Print the entries below again exactly as they stand, but skip any picture.

Start of Supplied records

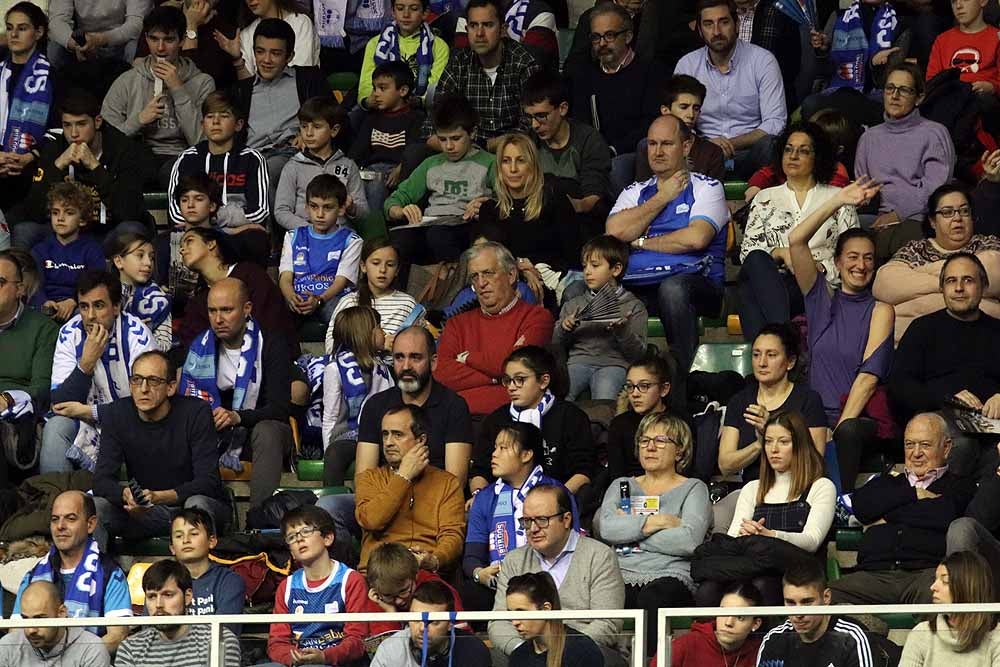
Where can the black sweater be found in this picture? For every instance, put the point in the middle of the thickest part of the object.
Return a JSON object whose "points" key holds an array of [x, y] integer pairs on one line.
{"points": [[178, 452], [940, 356], [913, 535]]}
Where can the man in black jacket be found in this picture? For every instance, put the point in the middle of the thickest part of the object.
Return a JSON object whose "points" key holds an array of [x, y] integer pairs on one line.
{"points": [[907, 516], [251, 398], [94, 154]]}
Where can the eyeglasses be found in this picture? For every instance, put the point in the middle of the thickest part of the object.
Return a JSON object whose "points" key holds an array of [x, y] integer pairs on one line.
{"points": [[609, 36], [904, 91], [302, 533], [661, 441], [950, 211], [541, 521], [643, 387], [154, 381]]}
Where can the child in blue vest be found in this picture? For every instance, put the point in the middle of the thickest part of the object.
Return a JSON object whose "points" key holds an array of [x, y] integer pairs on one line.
{"points": [[319, 263], [321, 586], [66, 254]]}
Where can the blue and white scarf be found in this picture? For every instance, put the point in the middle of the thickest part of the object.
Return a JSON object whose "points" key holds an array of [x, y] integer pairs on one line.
{"points": [[851, 49], [84, 595], [387, 50], [199, 378], [25, 118]]}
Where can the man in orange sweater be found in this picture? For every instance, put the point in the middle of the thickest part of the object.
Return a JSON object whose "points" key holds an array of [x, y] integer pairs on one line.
{"points": [[474, 344], [408, 500]]}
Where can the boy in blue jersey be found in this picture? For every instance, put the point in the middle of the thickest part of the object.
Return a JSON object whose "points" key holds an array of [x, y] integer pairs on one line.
{"points": [[321, 585], [320, 262]]}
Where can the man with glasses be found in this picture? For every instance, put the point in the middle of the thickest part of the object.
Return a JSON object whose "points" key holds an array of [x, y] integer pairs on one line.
{"points": [[91, 367], [167, 444], [27, 342], [475, 344], [615, 93], [907, 517], [408, 500], [585, 571]]}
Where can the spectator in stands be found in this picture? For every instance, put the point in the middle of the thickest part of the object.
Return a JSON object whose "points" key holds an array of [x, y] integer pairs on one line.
{"points": [[37, 647], [392, 121], [408, 39], [88, 582], [442, 644], [271, 99], [804, 641], [131, 256], [940, 358], [408, 500], [167, 444], [714, 643], [476, 344], [91, 367], [546, 642], [160, 99], [683, 96], [957, 639], [584, 570], [655, 549], [516, 463], [910, 280], [907, 517], [450, 181], [215, 589], [320, 121], [570, 454], [303, 50], [27, 341], [490, 74], [768, 290], [529, 216], [745, 107], [203, 251], [239, 170], [168, 590], [571, 154], [66, 254], [615, 92], [600, 349], [850, 333], [241, 370], [676, 225], [354, 373], [28, 97], [397, 310], [92, 153], [909, 155], [95, 31], [321, 585], [319, 262]]}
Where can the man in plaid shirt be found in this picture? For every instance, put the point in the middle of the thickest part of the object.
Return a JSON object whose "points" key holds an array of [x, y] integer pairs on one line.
{"points": [[490, 73]]}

End of Supplied records

§ Reply to the exercise:
Where can the black sweater be found in this picture? For every instance, put the point in the middle of the thickest part of the object.
Return a JSON object whose "points" key holds an array of [x, y] integer pairs on one line.
{"points": [[178, 452], [940, 356], [913, 535]]}
Where can the man in black jacket be found in this picture? For every instance, put the point in the middle of the thickest part of the object.
Return a JSON object whose "points" key holds an array of [x, y] integer pairs on one line.
{"points": [[907, 516], [251, 398], [94, 154]]}
Where can the eyeglasses be found in this picture? For every instance, put the point in the middle of the thickest part of the object.
Return a JSON object whose "points" key holds an array of [x, y] integer pairs on one line.
{"points": [[609, 36], [904, 91], [302, 533], [661, 441], [950, 211], [541, 521], [643, 387], [154, 381]]}
Where can the child in blue vest be found in this picture? For every instance, put the point in the middle of the thickest part of the object.
Return a JSON object whose "points" key holds an array of [x, y] integer pairs on one line.
{"points": [[319, 263], [321, 586], [66, 254]]}
Where can the blue and white scarf be found in this picture? For every instance, put the point in the middle of the thickest part of the object.
Return a JSON object whose "points" key holds an array of [x, y] integer pairs on one line.
{"points": [[851, 49], [84, 595], [387, 50], [199, 378], [25, 118]]}
Where can the man in orange sweater be found in this picture? For every instance, put the point in the middle of the thickest part of the object.
Return a JSON object whose "points" key holds an array of [x, y] integer pairs on one line.
{"points": [[474, 344], [408, 500]]}
Where can the boy in blue jersey be found in this picture? For every instance, put the point in the middle of the thickest part of the object.
Return a JSON object whose "points" key holds an array of [x, y] integer pairs on one line.
{"points": [[321, 585], [320, 262]]}
Where can the man with glasses be found in this picture? For every instance, put the point in the middle of the thickest part of the object.
Return a JSON object whose "points" key holds an array of [x, y] integer pairs on one line.
{"points": [[91, 367], [167, 444], [27, 342], [475, 344], [615, 93], [907, 517], [408, 500], [585, 571]]}
Where can the spectator in stands be found in this picture? For every instance, put the point in the middle of the thickest part of the object.
Return a JSON object whose "points" key holds an array of [x, y] integer pairs on one line.
{"points": [[37, 647], [392, 121], [408, 39], [88, 582], [442, 644], [271, 99], [804, 641], [131, 256], [940, 358], [408, 500], [167, 444], [714, 643], [476, 344], [91, 367], [546, 642], [160, 99], [683, 96], [957, 639], [584, 570], [655, 549], [516, 463], [910, 280], [907, 517], [450, 181], [215, 589], [320, 121], [570, 454], [303, 50], [27, 341], [490, 74], [768, 290], [529, 216], [745, 107], [203, 251], [239, 170], [168, 590], [571, 154], [66, 254], [615, 92], [600, 349], [850, 333], [241, 370], [676, 225], [354, 373], [28, 97], [397, 310], [92, 153], [909, 155], [95, 31], [321, 585], [319, 262]]}
Where can the man in plaid shirt be found in this picture? For every instance, put the point in the middle of the thickest part of the object.
Return a JSON object whose "points" key holds an array of [x, y] integer pairs on one line.
{"points": [[490, 73]]}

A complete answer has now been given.